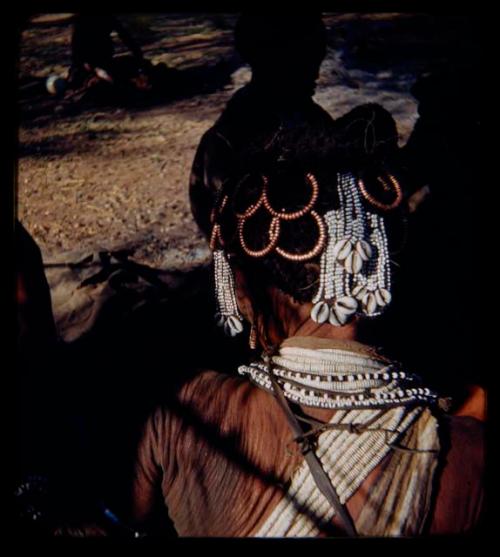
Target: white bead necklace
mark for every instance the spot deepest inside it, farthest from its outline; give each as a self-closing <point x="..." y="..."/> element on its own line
<point x="338" y="379"/>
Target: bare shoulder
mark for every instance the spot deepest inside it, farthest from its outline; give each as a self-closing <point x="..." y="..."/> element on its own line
<point x="460" y="486"/>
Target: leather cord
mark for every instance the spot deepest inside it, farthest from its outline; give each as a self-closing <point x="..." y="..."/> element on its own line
<point x="306" y="444"/>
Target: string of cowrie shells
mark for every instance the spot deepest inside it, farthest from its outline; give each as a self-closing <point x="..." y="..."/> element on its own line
<point x="338" y="379"/>
<point x="355" y="274"/>
<point x="354" y="269"/>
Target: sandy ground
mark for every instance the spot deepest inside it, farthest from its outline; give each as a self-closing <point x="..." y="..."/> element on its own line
<point x="111" y="176"/>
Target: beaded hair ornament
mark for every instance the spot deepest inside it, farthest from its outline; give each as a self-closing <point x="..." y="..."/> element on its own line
<point x="354" y="269"/>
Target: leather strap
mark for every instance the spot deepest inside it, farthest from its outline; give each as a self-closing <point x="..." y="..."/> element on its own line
<point x="318" y="473"/>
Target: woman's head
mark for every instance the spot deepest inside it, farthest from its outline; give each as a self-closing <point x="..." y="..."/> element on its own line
<point x="280" y="215"/>
<point x="284" y="52"/>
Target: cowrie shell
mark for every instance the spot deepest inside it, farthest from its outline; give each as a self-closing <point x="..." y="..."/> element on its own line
<point x="353" y="263"/>
<point x="370" y="303"/>
<point x="342" y="249"/>
<point x="345" y="305"/>
<point x="359" y="291"/>
<point x="383" y="296"/>
<point x="320" y="312"/>
<point x="364" y="249"/>
<point x="219" y="319"/>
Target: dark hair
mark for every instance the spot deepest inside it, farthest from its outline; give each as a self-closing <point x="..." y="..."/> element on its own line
<point x="364" y="142"/>
<point x="284" y="51"/>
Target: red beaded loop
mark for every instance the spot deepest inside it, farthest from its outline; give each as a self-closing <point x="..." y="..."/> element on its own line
<point x="316" y="250"/>
<point x="274" y="230"/>
<point x="392" y="182"/>
<point x="283" y="215"/>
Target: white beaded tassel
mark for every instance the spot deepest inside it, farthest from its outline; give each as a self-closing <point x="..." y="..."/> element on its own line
<point x="228" y="315"/>
<point x="354" y="273"/>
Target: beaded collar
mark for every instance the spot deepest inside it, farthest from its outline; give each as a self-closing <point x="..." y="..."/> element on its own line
<point x="338" y="375"/>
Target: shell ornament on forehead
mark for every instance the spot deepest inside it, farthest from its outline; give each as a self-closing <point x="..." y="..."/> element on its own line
<point x="354" y="270"/>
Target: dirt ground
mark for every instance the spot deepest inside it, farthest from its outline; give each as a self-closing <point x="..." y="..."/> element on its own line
<point x="101" y="177"/>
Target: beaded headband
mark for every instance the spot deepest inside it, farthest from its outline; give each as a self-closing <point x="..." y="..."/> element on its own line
<point x="354" y="269"/>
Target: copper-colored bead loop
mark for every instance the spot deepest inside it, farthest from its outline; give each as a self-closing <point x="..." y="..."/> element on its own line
<point x="316" y="250"/>
<point x="389" y="184"/>
<point x="249" y="211"/>
<point x="283" y="215"/>
<point x="274" y="230"/>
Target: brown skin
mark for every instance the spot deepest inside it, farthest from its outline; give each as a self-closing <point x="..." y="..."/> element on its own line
<point x="460" y="494"/>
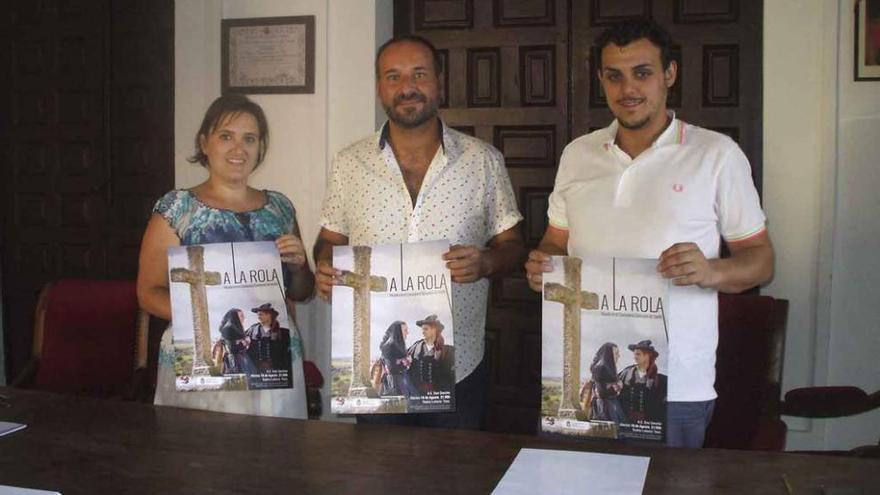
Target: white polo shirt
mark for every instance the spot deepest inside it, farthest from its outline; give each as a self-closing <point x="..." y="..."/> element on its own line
<point x="691" y="185"/>
<point x="466" y="197"/>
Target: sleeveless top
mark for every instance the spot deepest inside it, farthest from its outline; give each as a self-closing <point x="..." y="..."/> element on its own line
<point x="197" y="223"/>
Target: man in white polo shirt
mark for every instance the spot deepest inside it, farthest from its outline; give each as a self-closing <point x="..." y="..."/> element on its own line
<point x="652" y="186"/>
<point x="418" y="180"/>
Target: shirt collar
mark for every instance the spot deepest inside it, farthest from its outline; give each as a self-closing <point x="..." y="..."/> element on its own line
<point x="673" y="134"/>
<point x="450" y="142"/>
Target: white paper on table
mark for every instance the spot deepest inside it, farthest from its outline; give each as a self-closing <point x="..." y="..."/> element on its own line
<point x="14" y="490"/>
<point x="565" y="472"/>
<point x="7" y="428"/>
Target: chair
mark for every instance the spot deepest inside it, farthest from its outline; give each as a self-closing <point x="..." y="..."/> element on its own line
<point x="89" y="338"/>
<point x="833" y="402"/>
<point x="751" y="345"/>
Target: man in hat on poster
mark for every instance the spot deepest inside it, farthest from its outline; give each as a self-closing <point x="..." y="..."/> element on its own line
<point x="643" y="396"/>
<point x="432" y="360"/>
<point x="269" y="342"/>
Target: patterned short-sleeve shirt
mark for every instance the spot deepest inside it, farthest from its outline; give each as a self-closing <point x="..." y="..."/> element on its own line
<point x="466" y="198"/>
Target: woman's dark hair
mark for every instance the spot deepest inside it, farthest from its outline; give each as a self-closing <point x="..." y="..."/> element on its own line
<point x="394" y="338"/>
<point x="625" y="32"/>
<point x="226" y="106"/>
<point x="604" y="359"/>
<point x="230" y="325"/>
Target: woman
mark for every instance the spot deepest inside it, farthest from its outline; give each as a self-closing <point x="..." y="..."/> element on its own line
<point x="605" y="403"/>
<point x="393" y="347"/>
<point x="231" y="142"/>
<point x="237" y="343"/>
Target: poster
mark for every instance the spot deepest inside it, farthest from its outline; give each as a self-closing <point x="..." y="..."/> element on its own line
<point x="231" y="328"/>
<point x="392" y="332"/>
<point x="604" y="348"/>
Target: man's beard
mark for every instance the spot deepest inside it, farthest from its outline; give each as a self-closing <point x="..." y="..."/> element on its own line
<point x="636" y="125"/>
<point x="413" y="118"/>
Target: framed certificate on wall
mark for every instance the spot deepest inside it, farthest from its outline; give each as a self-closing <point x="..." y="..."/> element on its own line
<point x="268" y="55"/>
<point x="867" y="40"/>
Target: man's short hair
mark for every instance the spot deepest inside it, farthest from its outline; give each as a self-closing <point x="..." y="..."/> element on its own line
<point x="628" y="31"/>
<point x="411" y="38"/>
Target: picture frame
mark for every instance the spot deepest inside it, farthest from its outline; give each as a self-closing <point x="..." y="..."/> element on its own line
<point x="268" y="55"/>
<point x="866" y="34"/>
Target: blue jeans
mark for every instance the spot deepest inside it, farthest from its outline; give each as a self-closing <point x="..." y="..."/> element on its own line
<point x="470" y="405"/>
<point x="686" y="423"/>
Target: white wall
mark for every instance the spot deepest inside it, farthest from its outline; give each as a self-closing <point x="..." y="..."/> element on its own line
<point x="854" y="344"/>
<point x="305" y="130"/>
<point x="820" y="181"/>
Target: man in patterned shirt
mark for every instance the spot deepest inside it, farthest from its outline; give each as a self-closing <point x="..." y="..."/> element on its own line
<point x="418" y="180"/>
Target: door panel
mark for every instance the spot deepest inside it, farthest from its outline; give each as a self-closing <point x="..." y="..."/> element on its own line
<point x="74" y="199"/>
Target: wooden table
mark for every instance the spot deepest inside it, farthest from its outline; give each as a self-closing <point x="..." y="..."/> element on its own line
<point x="80" y="445"/>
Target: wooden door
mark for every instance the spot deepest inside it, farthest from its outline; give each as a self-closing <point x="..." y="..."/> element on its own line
<point x="518" y="76"/>
<point x="87" y="116"/>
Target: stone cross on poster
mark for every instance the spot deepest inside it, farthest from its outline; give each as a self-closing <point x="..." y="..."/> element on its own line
<point x="198" y="279"/>
<point x="574" y="299"/>
<point x="362" y="282"/>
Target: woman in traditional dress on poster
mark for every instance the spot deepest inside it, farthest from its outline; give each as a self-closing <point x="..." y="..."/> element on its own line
<point x="232" y="141"/>
<point x="395" y="380"/>
<point x="237" y="358"/>
<point x="605" y="403"/>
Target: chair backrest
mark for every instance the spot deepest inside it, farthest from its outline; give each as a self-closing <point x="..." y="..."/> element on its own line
<point x="751" y="345"/>
<point x="88" y="337"/>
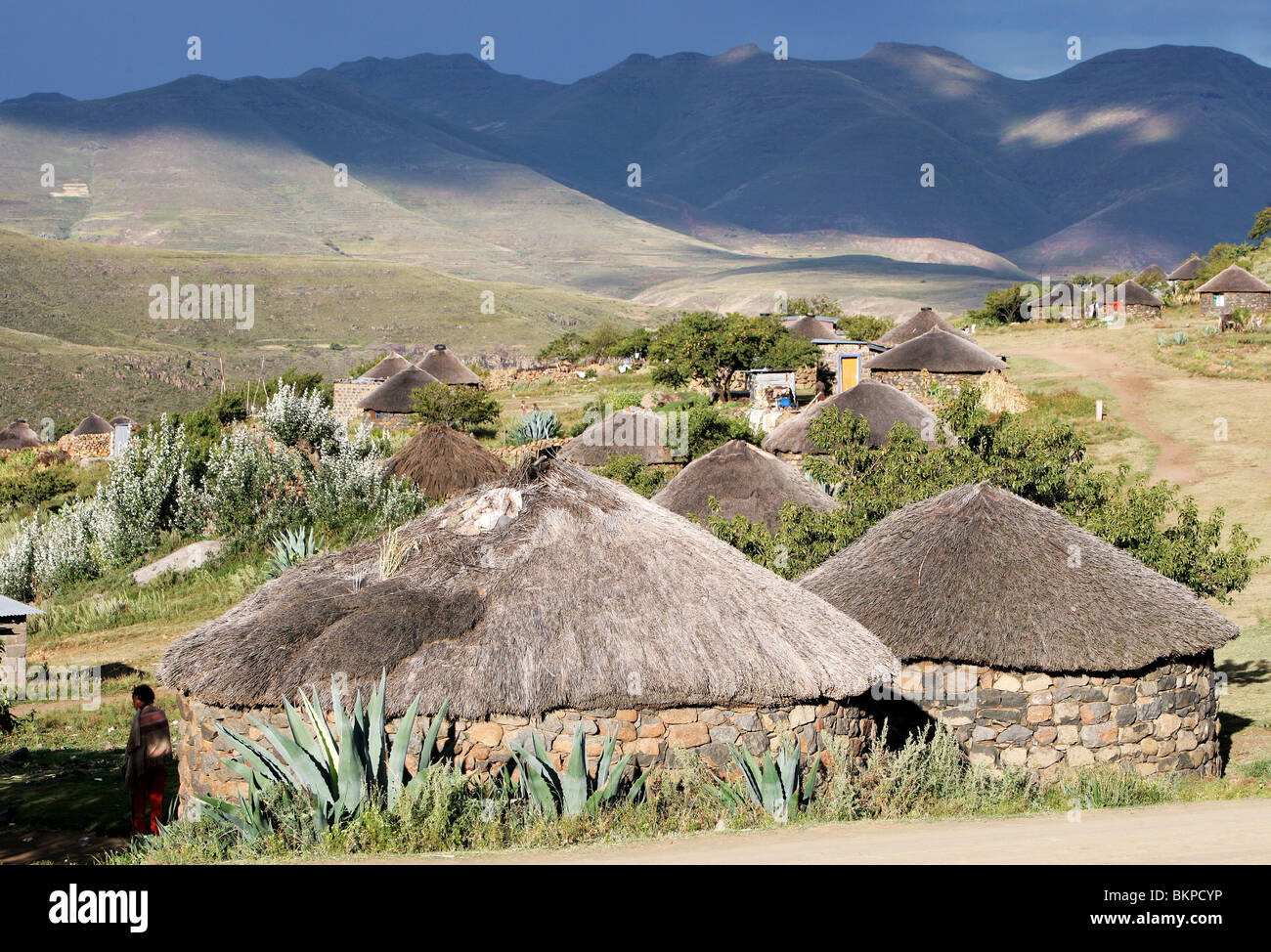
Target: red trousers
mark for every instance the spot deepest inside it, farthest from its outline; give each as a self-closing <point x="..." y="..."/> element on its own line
<point x="148" y="792"/>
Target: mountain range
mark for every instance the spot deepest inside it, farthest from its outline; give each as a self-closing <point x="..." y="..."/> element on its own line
<point x="757" y="174"/>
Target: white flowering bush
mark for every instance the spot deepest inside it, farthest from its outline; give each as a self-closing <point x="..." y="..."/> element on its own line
<point x="18" y="562"/>
<point x="143" y="496"/>
<point x="290" y="417"/>
<point x="64" y="546"/>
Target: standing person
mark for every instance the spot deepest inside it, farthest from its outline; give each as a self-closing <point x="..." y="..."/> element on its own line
<point x="145" y="768"/>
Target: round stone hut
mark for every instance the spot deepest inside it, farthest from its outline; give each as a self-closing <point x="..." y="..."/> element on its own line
<point x="746" y="482"/>
<point x="445" y="462"/>
<point x="880" y="405"/>
<point x="551" y="597"/>
<point x="1038" y="643"/>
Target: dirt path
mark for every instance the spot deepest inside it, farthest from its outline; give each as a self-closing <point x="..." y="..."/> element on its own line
<point x="1227" y="833"/>
<point x="1134" y="390"/>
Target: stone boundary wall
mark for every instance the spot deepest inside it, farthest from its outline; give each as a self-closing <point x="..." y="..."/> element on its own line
<point x="1160" y="719"/>
<point x="481" y="748"/>
<point x="346" y="397"/>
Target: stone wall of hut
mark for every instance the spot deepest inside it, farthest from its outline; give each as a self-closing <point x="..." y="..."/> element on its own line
<point x="919" y="383"/>
<point x="482" y="748"/>
<point x="347" y="394"/>
<point x="1257" y="303"/>
<point x="1158" y="719"/>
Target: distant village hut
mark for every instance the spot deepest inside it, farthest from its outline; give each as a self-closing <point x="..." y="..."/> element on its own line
<point x="935" y="359"/>
<point x="1234" y="287"/>
<point x="1038" y="643"/>
<point x="880" y="405"/>
<point x="745" y="481"/>
<point x="445" y="462"/>
<point x="444" y="365"/>
<point x="389" y="405"/>
<point x="550" y="599"/>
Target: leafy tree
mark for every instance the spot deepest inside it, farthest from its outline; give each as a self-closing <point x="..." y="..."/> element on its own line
<point x="712" y="347"/>
<point x="1045" y="462"/>
<point x="1261" y="225"/>
<point x="1000" y="307"/>
<point x="458" y="407"/>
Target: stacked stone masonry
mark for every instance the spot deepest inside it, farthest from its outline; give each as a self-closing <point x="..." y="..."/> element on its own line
<point x="1160" y="719"/>
<point x="482" y="748"/>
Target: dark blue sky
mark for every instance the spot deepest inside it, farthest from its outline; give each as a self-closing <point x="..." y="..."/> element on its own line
<point x="89" y="49"/>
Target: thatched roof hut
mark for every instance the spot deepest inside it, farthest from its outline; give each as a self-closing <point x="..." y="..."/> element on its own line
<point x="445" y="462"/>
<point x="20" y="436"/>
<point x="557" y="588"/>
<point x="880" y="405"/>
<point x="746" y="481"/>
<point x="1131" y="292"/>
<point x="916" y="325"/>
<point x="1187" y="271"/>
<point x="92" y="424"/>
<point x="941" y="352"/>
<point x="812" y="328"/>
<point x="385" y="368"/>
<point x="1234" y="280"/>
<point x="979" y="575"/>
<point x="448" y="368"/>
<point x="632" y="431"/>
<point x="394" y="394"/>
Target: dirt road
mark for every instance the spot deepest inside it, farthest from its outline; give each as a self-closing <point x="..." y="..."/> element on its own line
<point x="1225" y="833"/>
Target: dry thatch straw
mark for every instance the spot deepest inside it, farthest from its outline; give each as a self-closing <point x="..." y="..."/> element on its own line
<point x="746" y="481"/>
<point x="20" y="436"/>
<point x="940" y="352"/>
<point x="999" y="396"/>
<point x="90" y="424"/>
<point x="979" y="575"/>
<point x="555" y="588"/>
<point x="394" y="394"/>
<point x="448" y="368"/>
<point x="916" y="325"/>
<point x="388" y="368"/>
<point x="631" y="431"/>
<point x="445" y="462"/>
<point x="813" y="329"/>
<point x="1234" y="280"/>
<point x="880" y="405"/>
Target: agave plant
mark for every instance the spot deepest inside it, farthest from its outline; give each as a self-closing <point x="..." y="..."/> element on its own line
<point x="335" y="770"/>
<point x="573" y="792"/>
<point x="537" y="424"/>
<point x="290" y="548"/>
<point x="771" y="784"/>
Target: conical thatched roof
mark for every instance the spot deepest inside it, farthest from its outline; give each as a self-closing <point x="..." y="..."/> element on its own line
<point x="557" y="588"/>
<point x="1234" y="280"/>
<point x="812" y="329"/>
<point x="939" y="351"/>
<point x="1134" y="292"/>
<point x="916" y="325"/>
<point x="624" y="432"/>
<point x="1186" y="271"/>
<point x="881" y="405"/>
<point x="92" y="423"/>
<point x="20" y="436"/>
<point x="445" y="462"/>
<point x="979" y="575"/>
<point x="388" y="368"/>
<point x="394" y="394"/>
<point x="746" y="481"/>
<point x="448" y="368"/>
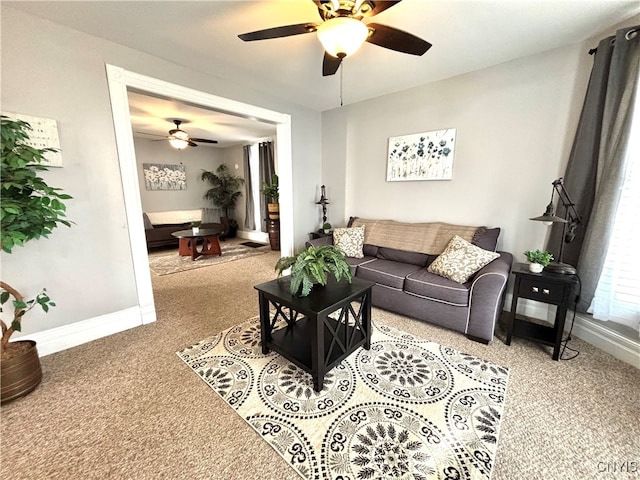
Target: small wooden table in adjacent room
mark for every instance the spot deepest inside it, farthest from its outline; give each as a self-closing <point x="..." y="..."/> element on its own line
<point x="321" y="329"/>
<point x="545" y="287"/>
<point x="188" y="242"/>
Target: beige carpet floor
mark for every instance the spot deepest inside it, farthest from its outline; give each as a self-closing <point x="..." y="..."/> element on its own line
<point x="125" y="407"/>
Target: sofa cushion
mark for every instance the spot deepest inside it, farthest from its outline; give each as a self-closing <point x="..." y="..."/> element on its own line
<point x="350" y="241"/>
<point x="486" y="238"/>
<point x="370" y="250"/>
<point x="429" y="285"/>
<point x="403" y="256"/>
<point x="460" y="260"/>
<point x="386" y="272"/>
<point x="354" y="263"/>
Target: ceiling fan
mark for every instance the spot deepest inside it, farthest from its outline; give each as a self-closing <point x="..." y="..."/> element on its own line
<point x="179" y="139"/>
<point x="342" y="31"/>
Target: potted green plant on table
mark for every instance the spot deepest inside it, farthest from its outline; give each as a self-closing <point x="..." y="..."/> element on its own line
<point x="312" y="267"/>
<point x="30" y="209"/>
<point x="224" y="193"/>
<point x="538" y="259"/>
<point x="195" y="226"/>
<point x="271" y="192"/>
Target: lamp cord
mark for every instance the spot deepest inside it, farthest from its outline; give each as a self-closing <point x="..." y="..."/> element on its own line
<point x="566" y="340"/>
<point x="341" y="70"/>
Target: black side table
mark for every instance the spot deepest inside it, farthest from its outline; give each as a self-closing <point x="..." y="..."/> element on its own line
<point x="545" y="287"/>
<point x="313" y="338"/>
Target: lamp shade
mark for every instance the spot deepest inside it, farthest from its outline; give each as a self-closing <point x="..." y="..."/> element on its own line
<point x="342" y="36"/>
<point x="549" y="216"/>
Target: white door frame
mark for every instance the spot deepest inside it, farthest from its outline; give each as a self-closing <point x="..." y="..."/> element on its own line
<point x="119" y="80"/>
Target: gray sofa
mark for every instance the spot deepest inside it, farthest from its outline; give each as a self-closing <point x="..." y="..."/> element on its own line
<point x="403" y="284"/>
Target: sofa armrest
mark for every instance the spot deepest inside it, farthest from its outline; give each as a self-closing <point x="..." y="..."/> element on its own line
<point x="318" y="242"/>
<point x="486" y="297"/>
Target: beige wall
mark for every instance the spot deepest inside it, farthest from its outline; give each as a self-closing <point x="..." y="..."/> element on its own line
<point x="56" y="72"/>
<point x="515" y="124"/>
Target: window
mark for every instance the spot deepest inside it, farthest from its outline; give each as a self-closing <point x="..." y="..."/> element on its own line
<point x="617" y="296"/>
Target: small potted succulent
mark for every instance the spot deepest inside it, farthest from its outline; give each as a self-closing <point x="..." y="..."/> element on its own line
<point x="538" y="259"/>
<point x="195" y="227"/>
<point x="312" y="267"/>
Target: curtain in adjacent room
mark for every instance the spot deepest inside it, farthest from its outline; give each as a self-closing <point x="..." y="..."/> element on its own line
<point x="249" y="210"/>
<point x="267" y="169"/>
<point x="599" y="157"/>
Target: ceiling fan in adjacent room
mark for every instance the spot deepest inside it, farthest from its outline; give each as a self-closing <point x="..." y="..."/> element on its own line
<point x="343" y="31"/>
<point x="179" y="139"/>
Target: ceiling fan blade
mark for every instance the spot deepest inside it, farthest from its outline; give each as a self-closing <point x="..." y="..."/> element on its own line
<point x="330" y="64"/>
<point x="147" y="133"/>
<point x="380" y="6"/>
<point x="394" y="39"/>
<point x="277" y="32"/>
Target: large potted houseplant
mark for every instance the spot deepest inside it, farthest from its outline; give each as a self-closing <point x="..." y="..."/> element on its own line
<point x="224" y="193"/>
<point x="271" y="192"/>
<point x="312" y="267"/>
<point x="29" y="209"/>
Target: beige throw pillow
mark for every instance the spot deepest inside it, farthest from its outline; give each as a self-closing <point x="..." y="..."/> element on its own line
<point x="460" y="260"/>
<point x="350" y="241"/>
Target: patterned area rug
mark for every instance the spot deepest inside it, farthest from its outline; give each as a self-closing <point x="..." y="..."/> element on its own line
<point x="407" y="408"/>
<point x="171" y="262"/>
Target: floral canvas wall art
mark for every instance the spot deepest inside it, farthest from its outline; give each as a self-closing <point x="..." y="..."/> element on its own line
<point x="421" y="156"/>
<point x="158" y="176"/>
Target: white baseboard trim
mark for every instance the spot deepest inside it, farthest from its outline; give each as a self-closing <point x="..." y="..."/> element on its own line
<point x="74" y="334"/>
<point x="261" y="237"/>
<point x="591" y="331"/>
<point x="595" y="333"/>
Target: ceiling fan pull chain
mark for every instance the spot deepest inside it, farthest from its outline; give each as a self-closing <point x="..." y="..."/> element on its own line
<point x="341" y="72"/>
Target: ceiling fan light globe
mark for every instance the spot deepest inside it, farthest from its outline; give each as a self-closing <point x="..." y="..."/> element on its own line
<point x="178" y="143"/>
<point x="181" y="135"/>
<point x="342" y="36"/>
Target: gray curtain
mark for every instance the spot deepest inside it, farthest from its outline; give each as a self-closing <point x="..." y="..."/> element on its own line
<point x="597" y="164"/>
<point x="266" y="170"/>
<point x="249" y="209"/>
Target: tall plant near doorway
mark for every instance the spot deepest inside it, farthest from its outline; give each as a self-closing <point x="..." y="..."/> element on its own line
<point x="29" y="209"/>
<point x="224" y="193"/>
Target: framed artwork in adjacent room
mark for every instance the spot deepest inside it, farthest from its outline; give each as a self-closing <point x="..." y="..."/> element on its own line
<point x="159" y="176"/>
<point x="421" y="156"/>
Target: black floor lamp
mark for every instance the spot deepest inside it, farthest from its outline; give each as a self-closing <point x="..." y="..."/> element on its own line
<point x="570" y="222"/>
<point x="324" y="202"/>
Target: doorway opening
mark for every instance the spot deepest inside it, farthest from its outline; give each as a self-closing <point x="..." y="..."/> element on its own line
<point x="119" y="81"/>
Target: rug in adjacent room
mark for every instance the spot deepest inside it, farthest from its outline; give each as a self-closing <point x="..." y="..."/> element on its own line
<point x="407" y="408"/>
<point x="253" y="244"/>
<point x="171" y="262"/>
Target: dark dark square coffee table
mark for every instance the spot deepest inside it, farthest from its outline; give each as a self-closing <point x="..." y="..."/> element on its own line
<point x="322" y="329"/>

# # #

Exercise goal: Scan the material above for the string "chair". Copy each line that holds it.

Result:
Target: chair
Target: chair backrest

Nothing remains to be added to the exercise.